> [Reading text]:
Genetic code mutations: the breaking of a three billion year invariance.

The genetic code has been unchanging for some three billion years in its canonical ensemble of encoded amino acids, as indicated by the universal adoption of this ensemble by all known organisms. Code mutations beginning with the encoding of 4-fluoro-Trp by Bacillus subtilis, initially replacing and eventually displacing Trp from the ensemble, first revealed the intrinsic mutability of the code. This has since been confirmed by a spectrum of other experimental code alterations in both prokaryotes and eukaryotes. To shed light on the experimental conversion of a rigidly invariant code to a mutating code, the present study examined code mutations determining the propagation of Bacillus subtilis on Trp and 4-, 5- and 6-fluoro-tryptophans. The results obtained with the mutants with respect to cross-inhibitions between the different indole amino acids, and the growth effects of individual nutrient withdrawals rendering essential their biosynthetic pathways, suggested that oligogenic barriers comprising sensitive proteins which malfunction with amino acid analogues provide effective mechanisms for preserving the invariance of the code through immemorial time, and mutations of these barriers open up the code to continuous change.

The genomics of LUCA.

To understand the nature and evolution of LUCA, or Last Universal Common Ancestor, the minimum genome of LUCA has been identified based on the genes common to the eight primitive Euryarchaea and Crenarchaea species Methanopyrus kandleri, Methanothermobacter thermautotrophicum, Methanococcus jannaschii, Pyrococcus abyssi, Pyrococcus furiosus, Pyrococcus horikoshii, Aeropyrum pernix and Pyrobaculum aerophilum, together with the methanogenesis genes of the primitive methanogens. The 424 protein encoding genes in the minimum LUCA genome exceed significantly the 150-340 genes estimated to be present in a minimal proteome compatible with life. Thus LUCA was not a minimal organism but the first modern organism equipped with a DNA genome and the universal genetic code. The hyperthermophilic, Methanopyrus-proximal LUCA is consistent with a Hot Cross Origin of life which proposes that early heterotrophic life forms in the cooler temperature zones invented methanogenesis and a DNA genome upon their adaptation to the hydrothermal vents, where life flourished massively on lithoautotrophy supported by carbon dioxide and hydrogen, thereby leading to the rise of LUCA.

Polyphasic evidence delineating the root of life and roots of biological domains.

Twenty different lines of polyphasic evidence obtained from tRNA and protein sequences, anticodon usages, gene contents, metabolism and geochemistry have made possible the identification of a Last Universal Common Ancestor (LUCA) phylogenetically located proximal to the hyperthermophilic methanogenic archaeon Methanopyrus. Combined with analysis of high-similarity cross-domain tRNA pairs, the evidence also suggests a Thermotoga-proximal Last Bacterial Common Ancestor (LBACA) that originated from Crenarchaeota close to Aeropyrum, and a Plasmodium-proximal Last Eukaryotic Common Ancestor (LECA) derived from Ferroplasma through endosymbiosis.

> [Material provided]:
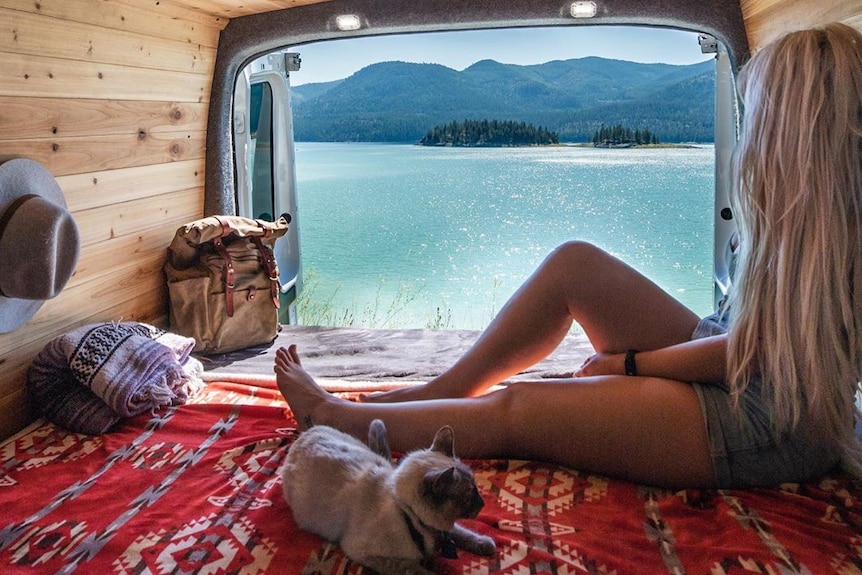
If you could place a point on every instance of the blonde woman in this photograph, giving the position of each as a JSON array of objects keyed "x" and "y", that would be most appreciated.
[{"x": 758, "y": 394}]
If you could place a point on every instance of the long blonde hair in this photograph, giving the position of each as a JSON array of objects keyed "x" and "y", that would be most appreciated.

> [Exercise aim]:
Write out everything in the genetic code text above from "Polyphasic evidence delineating" down to "Ferroplasma through endosymbiosis.", word for word.

> [Exercise output]:
Polyphasic evidence delineating the root of life and roots of biological domains.

Twenty different lines of polyphasic evidence obtained from tRNA and protein sequences, anticodon usages, gene contents, metabolism and geochemistry have made possible the identification of a Last Universal Common Ancestor (LUCA) phylogenetically located proximal to the hyperthermophilic methanogenic archaeon Methanopyrus. Combined with analysis of high-similarity cross-domain tRNA pairs, the evidence also suggests a Thermotoga-proximal Last Bacterial Common Ancestor (LBACA) that originated from Crenarchaeota close to Aeropyrum, and a Plasmodium-proximal Last Eukaryotic Common Ancestor (LECA) derived from Ferroplasma through endosymbiosis.